### What is needed
Lines in the entries below where the word "instance" shows up should each be copied.

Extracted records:
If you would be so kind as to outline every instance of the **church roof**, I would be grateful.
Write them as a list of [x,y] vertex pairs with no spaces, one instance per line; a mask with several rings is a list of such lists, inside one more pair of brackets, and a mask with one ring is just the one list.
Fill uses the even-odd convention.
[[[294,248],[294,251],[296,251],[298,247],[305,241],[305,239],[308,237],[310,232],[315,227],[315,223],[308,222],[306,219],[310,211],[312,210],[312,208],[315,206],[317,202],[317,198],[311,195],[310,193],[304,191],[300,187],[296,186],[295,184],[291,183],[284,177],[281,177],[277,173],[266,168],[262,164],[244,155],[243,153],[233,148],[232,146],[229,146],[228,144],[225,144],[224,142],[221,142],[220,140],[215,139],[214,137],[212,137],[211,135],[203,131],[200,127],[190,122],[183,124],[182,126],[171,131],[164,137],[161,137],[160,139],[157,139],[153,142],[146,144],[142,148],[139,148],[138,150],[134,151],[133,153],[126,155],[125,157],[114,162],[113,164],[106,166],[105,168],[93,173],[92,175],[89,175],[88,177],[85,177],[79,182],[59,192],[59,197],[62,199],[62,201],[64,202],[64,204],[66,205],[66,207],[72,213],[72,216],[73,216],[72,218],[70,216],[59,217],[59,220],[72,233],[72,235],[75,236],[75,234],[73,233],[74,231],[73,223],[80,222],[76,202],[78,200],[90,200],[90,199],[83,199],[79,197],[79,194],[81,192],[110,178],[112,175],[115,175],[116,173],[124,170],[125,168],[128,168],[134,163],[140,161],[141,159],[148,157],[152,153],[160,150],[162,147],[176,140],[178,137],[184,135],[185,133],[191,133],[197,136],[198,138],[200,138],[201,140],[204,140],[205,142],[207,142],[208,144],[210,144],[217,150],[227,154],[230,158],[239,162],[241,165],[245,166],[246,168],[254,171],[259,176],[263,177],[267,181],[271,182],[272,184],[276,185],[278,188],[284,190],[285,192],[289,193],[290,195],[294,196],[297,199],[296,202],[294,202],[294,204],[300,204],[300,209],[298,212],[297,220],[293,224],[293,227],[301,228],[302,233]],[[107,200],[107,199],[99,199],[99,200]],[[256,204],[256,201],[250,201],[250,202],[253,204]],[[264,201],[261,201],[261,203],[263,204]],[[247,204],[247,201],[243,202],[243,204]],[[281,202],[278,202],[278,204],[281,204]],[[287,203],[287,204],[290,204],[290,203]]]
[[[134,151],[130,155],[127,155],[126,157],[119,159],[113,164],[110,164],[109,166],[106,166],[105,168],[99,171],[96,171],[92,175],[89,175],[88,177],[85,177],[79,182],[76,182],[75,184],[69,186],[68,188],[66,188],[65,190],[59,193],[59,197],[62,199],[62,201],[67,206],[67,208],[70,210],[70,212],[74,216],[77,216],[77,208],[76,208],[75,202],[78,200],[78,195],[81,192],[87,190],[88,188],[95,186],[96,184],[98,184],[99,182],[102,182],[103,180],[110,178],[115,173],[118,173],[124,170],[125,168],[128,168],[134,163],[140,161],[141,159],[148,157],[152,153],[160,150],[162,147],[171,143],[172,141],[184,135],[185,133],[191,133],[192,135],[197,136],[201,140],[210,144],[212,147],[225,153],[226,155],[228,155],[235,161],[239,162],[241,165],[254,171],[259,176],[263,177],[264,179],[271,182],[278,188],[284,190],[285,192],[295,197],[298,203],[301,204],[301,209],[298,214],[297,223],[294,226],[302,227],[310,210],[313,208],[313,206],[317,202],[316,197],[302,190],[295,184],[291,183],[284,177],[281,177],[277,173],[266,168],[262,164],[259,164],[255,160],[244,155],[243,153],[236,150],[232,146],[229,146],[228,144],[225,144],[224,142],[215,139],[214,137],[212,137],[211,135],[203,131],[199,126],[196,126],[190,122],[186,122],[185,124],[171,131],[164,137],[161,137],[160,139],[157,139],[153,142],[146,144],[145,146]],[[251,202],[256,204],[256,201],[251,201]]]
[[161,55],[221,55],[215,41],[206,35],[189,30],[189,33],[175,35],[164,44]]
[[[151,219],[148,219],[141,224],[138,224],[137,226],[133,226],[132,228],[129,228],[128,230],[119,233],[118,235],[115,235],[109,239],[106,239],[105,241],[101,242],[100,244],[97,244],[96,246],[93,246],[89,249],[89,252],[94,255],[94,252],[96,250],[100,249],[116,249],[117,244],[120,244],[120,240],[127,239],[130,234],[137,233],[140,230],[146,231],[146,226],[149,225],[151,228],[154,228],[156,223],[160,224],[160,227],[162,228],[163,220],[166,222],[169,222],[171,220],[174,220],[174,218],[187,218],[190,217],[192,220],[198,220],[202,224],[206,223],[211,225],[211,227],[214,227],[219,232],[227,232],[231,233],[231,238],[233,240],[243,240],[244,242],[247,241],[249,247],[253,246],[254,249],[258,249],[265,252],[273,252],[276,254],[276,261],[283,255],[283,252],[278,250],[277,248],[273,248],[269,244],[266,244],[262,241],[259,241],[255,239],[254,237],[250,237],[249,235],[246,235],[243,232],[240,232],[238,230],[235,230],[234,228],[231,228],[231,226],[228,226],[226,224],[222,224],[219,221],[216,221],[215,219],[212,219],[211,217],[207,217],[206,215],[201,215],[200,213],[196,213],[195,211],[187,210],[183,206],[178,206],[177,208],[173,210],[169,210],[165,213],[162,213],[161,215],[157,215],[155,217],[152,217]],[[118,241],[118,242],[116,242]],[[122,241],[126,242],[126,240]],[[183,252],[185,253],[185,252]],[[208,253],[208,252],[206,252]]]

### Problem solution
If you would be so kind as to outline every instance of the **church roof**, I would be grateful.
Write them as a list of [x,y] vertex pairs with no spaces, one instance per line; a mask with several rings is a list of such lists, inside one more pair of brackets, and a mask with one ring is just the one list.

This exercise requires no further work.